◆ **Instrução 1**: Segundo o texto sobre Caraíva, há quanto tempo existe a igrejinha construída pelos jesuítas?
◆ **Instrução 2**: Liste todos os pataxós que o texto sobre Caraíva menciona pelo nome.
◆ **Instrução 3**: Escreva a continuação do texto sobre Caraíva, começando logo após a última frase apresentada.

◆ **Trecho do documento**:
┏━━

Quinta-feira, 21 de novembro de 2024
Por Leandro Mazzini | 1 de agosto de 2023
Grupo de jornalistas esteve com indígenas da região
Foto: Leonardo Barreto/DivulgaçãoEsta coluna reflete a opinião de quem a assina e não do Jornal O Sul. O Jornal O Sul adota os princípios editorias de pluralismo, apartidarismo, jornalismo crítico e independência.
Andar pelas areias das vielas labirínticas de Caraíva, na Bahia, é um exercício de introspecção. Anda-se bem entre o casario colonial, mas ninguém se perde. Ali o tempo parou. Você vira o dono de seu dia – sem chefe, sem compromissos com horários, sem a pressa cotidiana. E pode seguir a luz do sol como um marcador do passar das horas. Um grupo de jornalistas do Brasil e de mais cinco países constatou isso numa press trip num fim de semana de julho.
Do bailar dos braços do canoeiro na zinga – o movimento da pá na água do rio – ao pôr do sol na beira-rio; do piso forte na areia quente para qualquer canto ao arrastapé dos forrós na madrugada; do caminhar na praia a seus bares e hotéis simples e de luxo; de uma braçada na Prainha do rio na aldeia Xandó à gastronomia de primeira linha dos restaurantes de culinária variada, tudo ali é uma aula de antropologia e cultura.
Seus personagens, aliás, são a alma viva do vilarejo considerado o mais antigo do Brasil. Seu tempo de fundação remete aos primeiros jesuítas que ali aportaram e construíram a igrejinha de quase 400 anos, onde hoje fica a pracinha. Por esses pontos é possível ver nativos e aqueles que abraçaram Caraíva como casa – novatos e antigos -, e turistas e indígenas da etnia pataxó, o povo originário. Por ali é possível encontrar a Duca, a artista plástica mais conhecida da vila. Parte dos jornalistas tiveram o privilégio de vê-la dando um afago no Nêgo, o pangaré que ela comprou e libertou. Nêgo anda livre por todo canto e para em points onde lhe dão comida e água, sem ser incomodado. Essa simplicidade da vila conquista a todos. A mesma na aldeia. Colada na vila, a poucos quilômetros do centrinho, existe a Reserva Porto do Boi, uma das primeira aldeias do Brasil. Onde se experimenta uma vivência intensa com os pataxós, como banho de ervas, pintura corporal, danças típicas, aplicação de rapé e conhece-se mais da História desse povo. Alguns deles circulam incólumes pela vila, como o líder Sairi – também escritor – , o cacique Marrudo e seu vice Antônio Cunha. Eles cuidam da Aldeia Xandó, território federal limítrofe com a vila.

┗━━

◆ **Informações fornecidas**:

┏━━

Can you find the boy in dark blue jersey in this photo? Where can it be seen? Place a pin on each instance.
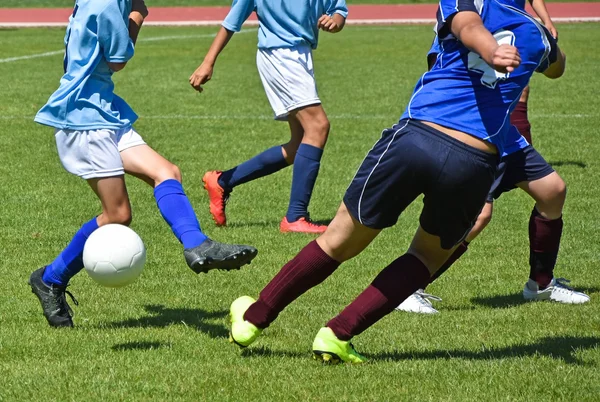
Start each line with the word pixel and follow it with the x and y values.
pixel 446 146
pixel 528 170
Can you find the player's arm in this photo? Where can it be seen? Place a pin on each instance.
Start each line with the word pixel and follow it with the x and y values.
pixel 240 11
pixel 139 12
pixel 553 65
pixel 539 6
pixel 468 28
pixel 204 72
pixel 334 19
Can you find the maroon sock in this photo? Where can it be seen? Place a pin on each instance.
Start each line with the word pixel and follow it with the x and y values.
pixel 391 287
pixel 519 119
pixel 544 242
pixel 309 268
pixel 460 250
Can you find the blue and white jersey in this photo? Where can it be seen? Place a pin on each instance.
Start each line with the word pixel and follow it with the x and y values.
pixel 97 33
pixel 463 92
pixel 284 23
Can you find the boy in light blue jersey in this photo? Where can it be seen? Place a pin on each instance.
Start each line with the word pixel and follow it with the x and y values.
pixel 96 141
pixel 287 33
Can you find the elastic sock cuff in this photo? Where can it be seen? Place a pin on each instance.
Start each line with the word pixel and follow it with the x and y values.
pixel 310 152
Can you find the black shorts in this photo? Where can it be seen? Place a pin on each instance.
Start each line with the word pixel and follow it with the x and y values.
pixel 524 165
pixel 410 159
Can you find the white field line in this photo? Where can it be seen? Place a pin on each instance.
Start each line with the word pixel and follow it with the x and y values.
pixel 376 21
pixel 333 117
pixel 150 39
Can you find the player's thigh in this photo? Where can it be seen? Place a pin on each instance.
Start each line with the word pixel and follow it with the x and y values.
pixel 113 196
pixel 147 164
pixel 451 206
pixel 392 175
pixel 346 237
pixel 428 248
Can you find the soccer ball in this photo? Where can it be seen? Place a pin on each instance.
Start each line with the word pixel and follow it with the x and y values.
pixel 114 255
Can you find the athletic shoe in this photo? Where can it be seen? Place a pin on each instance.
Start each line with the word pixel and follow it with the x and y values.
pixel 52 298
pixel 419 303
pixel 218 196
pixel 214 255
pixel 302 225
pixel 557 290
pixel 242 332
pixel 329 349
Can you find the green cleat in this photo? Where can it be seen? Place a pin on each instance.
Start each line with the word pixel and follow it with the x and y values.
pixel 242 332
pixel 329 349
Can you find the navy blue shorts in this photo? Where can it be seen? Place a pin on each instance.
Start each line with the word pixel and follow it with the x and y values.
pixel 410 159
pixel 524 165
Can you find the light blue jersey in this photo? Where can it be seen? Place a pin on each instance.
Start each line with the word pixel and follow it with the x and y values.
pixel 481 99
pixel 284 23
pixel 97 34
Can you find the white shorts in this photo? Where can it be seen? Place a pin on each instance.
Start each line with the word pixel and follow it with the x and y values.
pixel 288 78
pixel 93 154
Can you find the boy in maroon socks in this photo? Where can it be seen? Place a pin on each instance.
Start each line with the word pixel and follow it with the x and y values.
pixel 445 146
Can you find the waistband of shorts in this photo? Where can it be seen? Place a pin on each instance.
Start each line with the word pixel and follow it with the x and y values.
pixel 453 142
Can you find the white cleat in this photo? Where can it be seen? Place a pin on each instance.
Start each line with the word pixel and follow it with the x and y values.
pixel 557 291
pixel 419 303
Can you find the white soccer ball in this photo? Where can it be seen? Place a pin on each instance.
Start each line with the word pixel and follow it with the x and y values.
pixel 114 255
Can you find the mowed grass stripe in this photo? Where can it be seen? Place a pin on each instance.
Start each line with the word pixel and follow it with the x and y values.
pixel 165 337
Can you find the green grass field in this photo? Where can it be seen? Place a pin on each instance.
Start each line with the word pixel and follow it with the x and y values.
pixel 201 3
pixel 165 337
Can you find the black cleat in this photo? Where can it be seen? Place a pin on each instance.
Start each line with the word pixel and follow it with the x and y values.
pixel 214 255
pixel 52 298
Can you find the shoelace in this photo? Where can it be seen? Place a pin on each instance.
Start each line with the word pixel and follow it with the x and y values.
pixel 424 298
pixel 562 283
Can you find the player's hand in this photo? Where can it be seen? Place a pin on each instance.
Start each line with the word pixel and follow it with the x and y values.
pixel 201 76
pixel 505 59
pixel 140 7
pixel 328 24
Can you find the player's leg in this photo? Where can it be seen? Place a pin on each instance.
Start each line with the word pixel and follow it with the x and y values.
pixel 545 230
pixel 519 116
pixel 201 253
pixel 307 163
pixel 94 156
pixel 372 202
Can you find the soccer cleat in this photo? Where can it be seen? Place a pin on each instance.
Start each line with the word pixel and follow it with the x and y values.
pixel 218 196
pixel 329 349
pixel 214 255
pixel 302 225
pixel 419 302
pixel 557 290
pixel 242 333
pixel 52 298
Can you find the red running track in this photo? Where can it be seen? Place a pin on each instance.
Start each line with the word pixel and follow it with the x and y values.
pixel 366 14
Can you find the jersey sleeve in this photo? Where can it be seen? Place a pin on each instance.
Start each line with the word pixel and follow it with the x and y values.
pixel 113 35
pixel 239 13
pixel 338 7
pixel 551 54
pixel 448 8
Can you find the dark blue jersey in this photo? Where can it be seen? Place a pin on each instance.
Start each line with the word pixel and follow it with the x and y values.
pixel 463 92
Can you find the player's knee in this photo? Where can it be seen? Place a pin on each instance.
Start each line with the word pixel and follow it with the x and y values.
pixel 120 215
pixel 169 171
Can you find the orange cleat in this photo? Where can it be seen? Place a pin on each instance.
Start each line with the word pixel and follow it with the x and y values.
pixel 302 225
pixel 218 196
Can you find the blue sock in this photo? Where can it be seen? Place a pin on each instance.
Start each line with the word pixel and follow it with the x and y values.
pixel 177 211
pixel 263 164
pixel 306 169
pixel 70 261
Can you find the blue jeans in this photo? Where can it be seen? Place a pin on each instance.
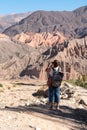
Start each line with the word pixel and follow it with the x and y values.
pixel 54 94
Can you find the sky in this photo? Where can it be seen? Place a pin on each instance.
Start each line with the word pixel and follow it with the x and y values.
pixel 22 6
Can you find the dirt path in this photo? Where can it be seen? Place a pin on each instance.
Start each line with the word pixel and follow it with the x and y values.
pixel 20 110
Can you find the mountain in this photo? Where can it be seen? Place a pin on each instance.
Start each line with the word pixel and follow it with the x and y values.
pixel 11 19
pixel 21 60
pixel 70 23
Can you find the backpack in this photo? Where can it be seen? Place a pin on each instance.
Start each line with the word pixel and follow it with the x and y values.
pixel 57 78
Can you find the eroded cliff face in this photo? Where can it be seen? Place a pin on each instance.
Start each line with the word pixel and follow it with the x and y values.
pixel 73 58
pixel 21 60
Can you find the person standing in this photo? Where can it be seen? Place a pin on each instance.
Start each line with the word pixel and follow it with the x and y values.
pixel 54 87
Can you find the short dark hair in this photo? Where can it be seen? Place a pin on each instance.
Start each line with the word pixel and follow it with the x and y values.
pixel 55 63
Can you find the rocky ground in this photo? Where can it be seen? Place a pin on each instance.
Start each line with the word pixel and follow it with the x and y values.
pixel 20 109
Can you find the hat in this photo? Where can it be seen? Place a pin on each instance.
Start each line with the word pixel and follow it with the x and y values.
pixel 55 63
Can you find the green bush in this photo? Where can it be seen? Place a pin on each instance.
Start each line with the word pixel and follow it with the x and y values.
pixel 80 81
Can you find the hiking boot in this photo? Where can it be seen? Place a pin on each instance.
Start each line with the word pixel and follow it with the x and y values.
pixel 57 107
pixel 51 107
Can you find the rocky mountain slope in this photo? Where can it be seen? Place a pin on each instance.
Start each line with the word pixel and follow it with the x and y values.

┗━━

◆ **Resposta 1**: Há quase 400 anos.

◆ **Resposta 2**:
- Sairi, líder e escritor
- Marrudo, cacique
- Antônio Cunha, vice do cacique

◆ **Resposta 3**:
Vale ressaltar, os nativos da vila têm uma consciência sócio-ambiental e de preservação animal sem igual. Sabe-se da necessidade do serviço de carroceiros como sobrevivência de suas famílias. Impossível acabar com isso. Mas houve esforços de alguns anos para cá para minorar o problema. As carroças com seus jeguinhos podem só carregar malas, não mais turistas. Os serviços de transporte em Caraíva são bem divididos em canoeiros, carroceiros e buggeiros (em sua maioria os pataxós). Tudo bem organizado em associações.
Ganhar as ruelas da vila que não tem calçada, nem carro, tampouco buzina, e num silêncio que se ouve o balançar das folhas de mangueiras e cajueiros é um alento para a alma. A vila sabe receber muito bem. Todos os jornalistas constataram isso com os anfitriões e ou gerentes de suas pousadas (veja abaixo a lista das que ofereceram hospedagem ao grupo). Numa delas, uma convidada entrou ao som de “Vilarejo” de Marisa Monte, e com abraços calorosos de três nativos. Em outras, em diferentes momentos do repouso, foram recepcionados com cafés e sucos pelos proprietários, cada qual com sua história de como Caraíva os conquistou, e ali ficaram. O interessante de Caraíva é isso: todos têm uma história bonita da vila para contar, e de como o vilarejo os atraiu até ali.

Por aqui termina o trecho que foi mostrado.